» **What is expected**
Find each line in the records below that contains the word "then", and copy every such line in full.

» **Entries shown**
-- Opening Marker --

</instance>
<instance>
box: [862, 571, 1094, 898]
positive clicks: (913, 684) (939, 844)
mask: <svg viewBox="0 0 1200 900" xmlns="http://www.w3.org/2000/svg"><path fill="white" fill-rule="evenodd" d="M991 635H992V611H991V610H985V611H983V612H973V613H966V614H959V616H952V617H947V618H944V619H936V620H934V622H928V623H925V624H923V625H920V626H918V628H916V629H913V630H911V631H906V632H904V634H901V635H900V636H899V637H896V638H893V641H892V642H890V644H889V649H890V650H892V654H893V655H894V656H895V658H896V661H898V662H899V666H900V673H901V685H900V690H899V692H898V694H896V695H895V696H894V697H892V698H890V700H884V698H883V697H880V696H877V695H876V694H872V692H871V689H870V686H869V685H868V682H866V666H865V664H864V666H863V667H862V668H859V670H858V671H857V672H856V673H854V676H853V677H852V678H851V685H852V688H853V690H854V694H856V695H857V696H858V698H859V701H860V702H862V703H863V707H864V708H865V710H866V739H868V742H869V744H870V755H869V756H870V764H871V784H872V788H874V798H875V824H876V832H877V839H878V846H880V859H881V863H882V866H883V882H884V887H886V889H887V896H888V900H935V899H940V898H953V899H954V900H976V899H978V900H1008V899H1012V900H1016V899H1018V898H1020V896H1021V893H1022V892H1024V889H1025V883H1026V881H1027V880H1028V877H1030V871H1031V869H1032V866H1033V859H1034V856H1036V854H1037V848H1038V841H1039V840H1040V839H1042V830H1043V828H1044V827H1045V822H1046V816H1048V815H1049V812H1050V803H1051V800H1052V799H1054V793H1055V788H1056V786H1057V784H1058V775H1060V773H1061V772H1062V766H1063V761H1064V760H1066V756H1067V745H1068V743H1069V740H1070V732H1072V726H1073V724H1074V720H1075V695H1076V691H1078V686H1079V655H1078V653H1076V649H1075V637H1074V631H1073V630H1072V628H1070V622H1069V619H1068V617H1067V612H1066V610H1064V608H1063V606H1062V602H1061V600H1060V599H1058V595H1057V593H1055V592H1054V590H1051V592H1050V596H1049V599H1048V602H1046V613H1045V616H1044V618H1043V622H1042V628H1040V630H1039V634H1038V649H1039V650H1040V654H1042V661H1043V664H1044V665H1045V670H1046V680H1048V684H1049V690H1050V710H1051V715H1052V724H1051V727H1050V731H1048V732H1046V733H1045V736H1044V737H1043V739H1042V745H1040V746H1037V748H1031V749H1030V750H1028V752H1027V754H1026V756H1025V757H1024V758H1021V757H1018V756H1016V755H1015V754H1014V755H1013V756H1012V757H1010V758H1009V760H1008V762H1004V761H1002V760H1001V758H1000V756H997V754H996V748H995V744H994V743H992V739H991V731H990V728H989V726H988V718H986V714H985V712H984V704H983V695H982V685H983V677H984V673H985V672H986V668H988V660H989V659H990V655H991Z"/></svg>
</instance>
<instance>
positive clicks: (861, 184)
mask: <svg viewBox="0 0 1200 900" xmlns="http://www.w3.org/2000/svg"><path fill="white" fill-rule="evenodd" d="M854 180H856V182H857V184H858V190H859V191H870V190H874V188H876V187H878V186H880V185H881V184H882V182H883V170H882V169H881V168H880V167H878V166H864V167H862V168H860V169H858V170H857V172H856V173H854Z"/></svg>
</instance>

-- Closing Marker --
-- Opening Marker --

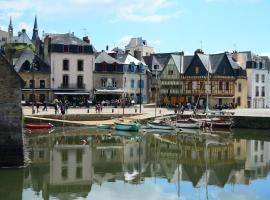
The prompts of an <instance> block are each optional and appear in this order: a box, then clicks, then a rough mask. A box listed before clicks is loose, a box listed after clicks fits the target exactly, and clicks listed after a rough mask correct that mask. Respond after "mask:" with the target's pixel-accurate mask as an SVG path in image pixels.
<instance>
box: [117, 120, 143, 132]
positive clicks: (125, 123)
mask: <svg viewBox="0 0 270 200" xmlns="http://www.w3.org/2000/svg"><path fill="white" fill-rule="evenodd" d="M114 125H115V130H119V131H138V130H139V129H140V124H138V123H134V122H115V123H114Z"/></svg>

-- Closing Marker --
-- Opening Marker --

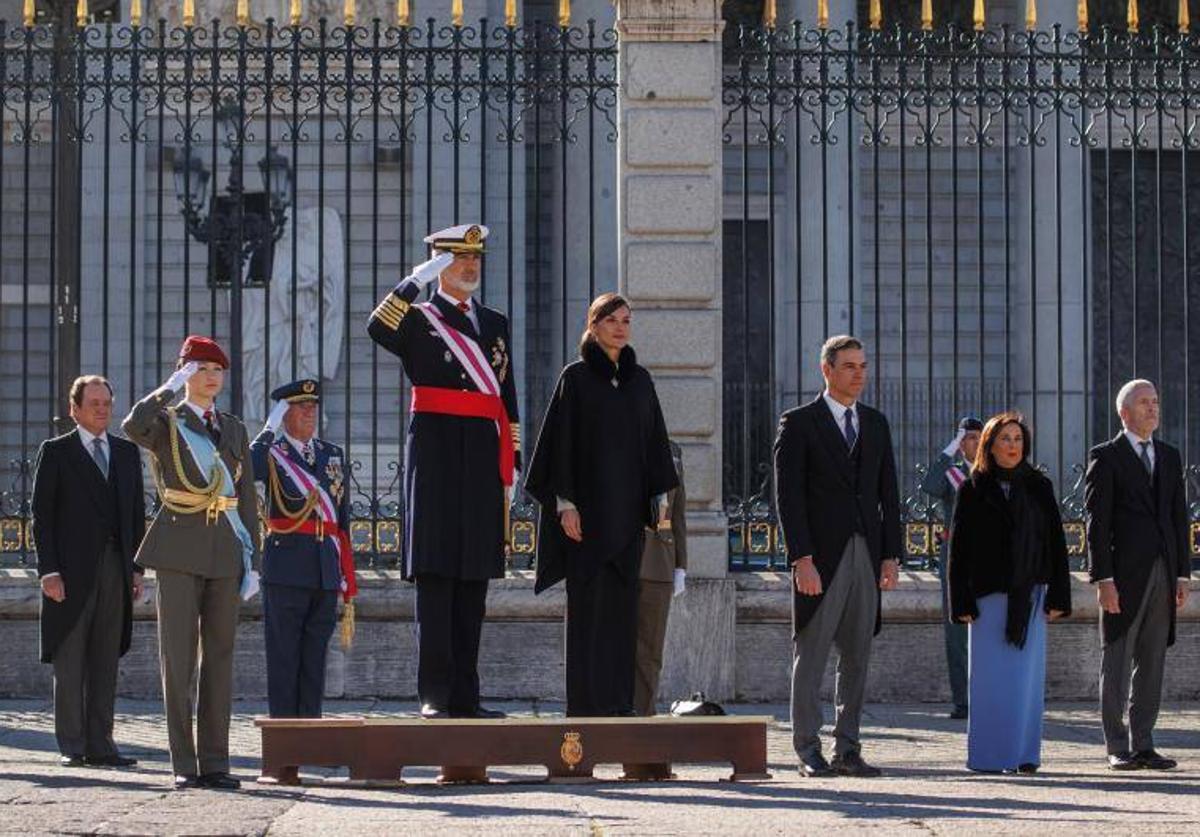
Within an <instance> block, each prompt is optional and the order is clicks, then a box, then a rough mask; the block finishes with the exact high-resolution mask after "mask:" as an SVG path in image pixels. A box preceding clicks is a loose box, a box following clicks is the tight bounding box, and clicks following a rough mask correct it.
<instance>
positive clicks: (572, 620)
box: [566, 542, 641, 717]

-- Closing Marker --

» **Result for this task**
The prompts of an <instance> block are each optional and appear in this order: a box, then clicks, then a rough mask. A box listed before clicks is loose, a box listed after clicks fits the target exactly, and clicks listed after a rough mask correct that mask. Respond after "mask:" with the target's pixel-accurate mask as an SVG path in image pixels.
Within an <instance> block, each prompt is optional and the order is clicks, then a box, then a rough mask; the block finishes with the exact high-resolution mask after "mask:" as an SVG path in image pixels. A box preceding clicks is a loose box, a box following clicks is the tight bounding box, and clicks following a rough mask correct it.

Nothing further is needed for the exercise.